* Task description *
Find the line containing "Task: indicate the lawn" in the material below; copy that line and all following lines exactly.

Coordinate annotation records

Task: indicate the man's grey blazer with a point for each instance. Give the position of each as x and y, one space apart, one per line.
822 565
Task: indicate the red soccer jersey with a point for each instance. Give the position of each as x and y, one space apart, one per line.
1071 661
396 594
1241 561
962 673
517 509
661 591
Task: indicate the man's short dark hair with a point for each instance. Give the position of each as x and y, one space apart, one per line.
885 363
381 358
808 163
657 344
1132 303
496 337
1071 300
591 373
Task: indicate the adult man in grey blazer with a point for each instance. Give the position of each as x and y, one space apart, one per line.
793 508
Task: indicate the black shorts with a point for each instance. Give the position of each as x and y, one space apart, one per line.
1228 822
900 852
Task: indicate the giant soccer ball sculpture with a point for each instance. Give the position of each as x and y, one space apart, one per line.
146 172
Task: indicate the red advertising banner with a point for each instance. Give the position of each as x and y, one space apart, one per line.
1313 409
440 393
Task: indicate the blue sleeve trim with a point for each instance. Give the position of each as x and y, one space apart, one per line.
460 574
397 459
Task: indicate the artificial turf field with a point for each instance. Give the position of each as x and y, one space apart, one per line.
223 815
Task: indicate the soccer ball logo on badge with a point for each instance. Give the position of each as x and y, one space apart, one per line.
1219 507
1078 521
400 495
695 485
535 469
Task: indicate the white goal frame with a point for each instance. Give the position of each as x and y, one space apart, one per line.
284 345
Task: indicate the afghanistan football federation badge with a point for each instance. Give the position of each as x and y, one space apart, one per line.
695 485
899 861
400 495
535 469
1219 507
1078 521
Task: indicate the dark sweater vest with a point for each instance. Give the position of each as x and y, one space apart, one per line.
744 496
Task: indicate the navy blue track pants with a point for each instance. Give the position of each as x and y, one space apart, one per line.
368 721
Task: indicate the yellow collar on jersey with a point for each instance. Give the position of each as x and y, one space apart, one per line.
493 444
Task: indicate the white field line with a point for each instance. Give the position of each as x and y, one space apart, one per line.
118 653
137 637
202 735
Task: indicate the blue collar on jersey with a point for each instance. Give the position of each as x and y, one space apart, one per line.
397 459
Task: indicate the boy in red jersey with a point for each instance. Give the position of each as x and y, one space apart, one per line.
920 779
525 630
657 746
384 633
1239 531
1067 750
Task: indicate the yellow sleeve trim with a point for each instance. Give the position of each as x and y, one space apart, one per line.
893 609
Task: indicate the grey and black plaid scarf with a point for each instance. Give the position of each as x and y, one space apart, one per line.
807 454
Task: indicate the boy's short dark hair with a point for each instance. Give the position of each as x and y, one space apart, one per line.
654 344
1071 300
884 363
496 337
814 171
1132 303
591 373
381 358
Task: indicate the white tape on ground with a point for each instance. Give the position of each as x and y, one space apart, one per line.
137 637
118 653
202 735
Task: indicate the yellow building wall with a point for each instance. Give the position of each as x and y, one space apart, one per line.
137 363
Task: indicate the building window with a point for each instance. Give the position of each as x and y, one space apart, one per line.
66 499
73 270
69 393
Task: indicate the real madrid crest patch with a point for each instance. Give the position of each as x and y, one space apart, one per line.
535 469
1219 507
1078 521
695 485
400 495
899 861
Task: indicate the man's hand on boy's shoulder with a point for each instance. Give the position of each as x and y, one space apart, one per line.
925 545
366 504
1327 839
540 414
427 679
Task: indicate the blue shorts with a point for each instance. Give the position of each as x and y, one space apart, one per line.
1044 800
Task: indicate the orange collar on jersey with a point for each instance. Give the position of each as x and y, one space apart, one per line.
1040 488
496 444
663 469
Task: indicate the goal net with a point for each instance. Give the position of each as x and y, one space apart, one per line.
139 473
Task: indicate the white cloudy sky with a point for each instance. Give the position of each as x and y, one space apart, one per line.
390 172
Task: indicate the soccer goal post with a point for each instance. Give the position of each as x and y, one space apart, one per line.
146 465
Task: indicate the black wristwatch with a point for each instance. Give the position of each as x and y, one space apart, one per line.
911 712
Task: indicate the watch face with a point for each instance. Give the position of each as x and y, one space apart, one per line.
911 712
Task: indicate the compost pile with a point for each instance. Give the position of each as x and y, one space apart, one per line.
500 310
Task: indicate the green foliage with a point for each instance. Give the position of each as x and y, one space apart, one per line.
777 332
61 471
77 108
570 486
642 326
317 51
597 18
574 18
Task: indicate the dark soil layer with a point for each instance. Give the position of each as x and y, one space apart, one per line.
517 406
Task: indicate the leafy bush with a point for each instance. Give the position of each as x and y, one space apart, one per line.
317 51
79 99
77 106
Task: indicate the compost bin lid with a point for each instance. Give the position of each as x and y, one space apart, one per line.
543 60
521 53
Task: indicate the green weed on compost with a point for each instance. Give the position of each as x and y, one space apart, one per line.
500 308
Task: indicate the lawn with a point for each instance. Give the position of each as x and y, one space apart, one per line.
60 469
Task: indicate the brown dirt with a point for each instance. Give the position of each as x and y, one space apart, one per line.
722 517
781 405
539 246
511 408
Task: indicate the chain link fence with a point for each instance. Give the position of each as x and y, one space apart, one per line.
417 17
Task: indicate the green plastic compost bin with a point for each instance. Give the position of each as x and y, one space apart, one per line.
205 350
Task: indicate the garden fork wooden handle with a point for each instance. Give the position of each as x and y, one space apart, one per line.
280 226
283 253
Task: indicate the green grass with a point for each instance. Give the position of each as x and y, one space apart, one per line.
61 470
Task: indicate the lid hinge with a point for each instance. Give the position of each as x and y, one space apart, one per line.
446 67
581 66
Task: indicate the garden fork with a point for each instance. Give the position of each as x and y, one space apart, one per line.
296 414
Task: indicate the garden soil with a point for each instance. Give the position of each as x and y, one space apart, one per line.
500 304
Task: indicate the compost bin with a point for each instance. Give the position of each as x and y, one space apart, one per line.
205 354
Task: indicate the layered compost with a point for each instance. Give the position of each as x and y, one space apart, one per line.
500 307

* Reply *
Task: indicate the lawn with a point for each instance. Give the position of each as x and y, one space apart, one per line.
60 469
Task: indicate the brown dirt with a point for each instance. Give the position of each as x and y, one space apart, one per line.
722 517
781 405
539 246
511 408
Task: indicate the chain link fence with a point for each instance. Give the position of each as x and y, one space apart, one per line.
417 17
Task: indicate the green plastic compost bin with a point for each instance. Give the position of each as x and y, one space apart, one per line.
205 350
Task: indicate the garden fork wooden handle with a point for each instance. Give the position of each as x and y, one space apart, one per line.
280 226
283 253
Task: indicate the green grass with a point for each instance. Give the position of each as x and y, one space apart, one per line.
61 470
Task: indicate the lid hinge with a point for each instance. Give the position of each as x and y, one space apart, one per line.
446 67
581 66
Task: indicate the garden fork with a point for each instance. Give the position of each as x and y, one space apart, one per line.
296 414
Task: indicate the garden soil with a point for each instance. Give the position of each as x and y, one space apart, one per line.
500 304
Task: indicate the compost bin with a point for each instance. Give the position of each as x and y, one space apart, one per line.
205 354
Task: indicate the layered compost with a point for each instance. Give the position of each as x and y, one space apart, one per line.
500 307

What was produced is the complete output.